Aim:
Can you output the data below again, reproducing every line without any change?

[Stored entries]
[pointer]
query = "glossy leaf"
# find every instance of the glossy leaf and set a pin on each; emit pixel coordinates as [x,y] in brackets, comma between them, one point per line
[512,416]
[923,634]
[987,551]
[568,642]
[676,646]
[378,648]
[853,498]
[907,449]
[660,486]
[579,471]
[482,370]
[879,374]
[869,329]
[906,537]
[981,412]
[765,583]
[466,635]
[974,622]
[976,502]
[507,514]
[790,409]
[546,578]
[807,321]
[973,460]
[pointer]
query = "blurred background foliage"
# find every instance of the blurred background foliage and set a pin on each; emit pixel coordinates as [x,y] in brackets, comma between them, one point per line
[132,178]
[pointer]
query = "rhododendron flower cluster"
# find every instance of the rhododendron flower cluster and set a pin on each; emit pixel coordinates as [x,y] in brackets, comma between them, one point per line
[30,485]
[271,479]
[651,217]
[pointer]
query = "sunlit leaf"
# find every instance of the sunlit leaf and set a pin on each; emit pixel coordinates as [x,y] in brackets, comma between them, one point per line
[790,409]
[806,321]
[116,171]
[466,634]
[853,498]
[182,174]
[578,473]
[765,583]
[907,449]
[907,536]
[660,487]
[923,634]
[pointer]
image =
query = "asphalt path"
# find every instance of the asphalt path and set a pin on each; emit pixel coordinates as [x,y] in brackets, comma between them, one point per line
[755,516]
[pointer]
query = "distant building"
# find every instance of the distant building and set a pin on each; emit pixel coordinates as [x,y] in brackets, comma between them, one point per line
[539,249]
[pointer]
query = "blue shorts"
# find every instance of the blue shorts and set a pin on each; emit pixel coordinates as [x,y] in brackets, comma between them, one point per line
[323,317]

Answer to the exercise:
[pointer]
query = "glossy leaf"
# find every instance of the glossy leaf and set a pin on each; emit pixel coordinates as [x,y] in brackets, comma between them, one point per line
[512,416]
[923,634]
[987,551]
[568,642]
[676,646]
[378,648]
[853,498]
[907,449]
[660,486]
[579,471]
[482,370]
[879,374]
[869,329]
[906,537]
[981,412]
[765,583]
[466,635]
[974,622]
[976,502]
[507,514]
[790,409]
[546,578]
[807,321]
[973,460]
[pointer]
query = "blurred background foliage"
# find every instance of the blurred background foliage and set a pin on each; emit pixel coordinates as [x,y] in brackets, comma between them, one point per line
[132,178]
[pointer]
query = "rhododendron flower cluster"
# find every instance of the rhododendron flower cluster and set a pin on each; emit pixel coordinates as [x,y] in brackets, comma between them, one point per line
[30,485]
[271,479]
[651,217]
[pointer]
query = "sunlit leaf"
# find every instance of the sunlit leaf and set a pin on each; emit pixel coordinates as [x,y] in brackets, comma between them, one point per line
[790,409]
[806,321]
[116,171]
[466,634]
[853,498]
[182,174]
[578,473]
[765,583]
[907,449]
[907,536]
[660,487]
[923,634]
[pointer]
image =
query = "asphalt path"
# find every instance of the asphalt path and set a pin on each; emit pixel coordinates as [x,y] in brackets, comma between them, one point per line
[755,516]
[pointer]
query = "distant building"
# find every instance of the distant building and set a pin on each; emit pixel coordinates as [x,y] in brackets, comma between them, one point per line
[539,249]
[pointer]
query = "blue shorts"
# find every instance of the blue shorts and set a pin on each; emit pixel coordinates as [x,y] in brackets, comma between them, one point per line
[323,317]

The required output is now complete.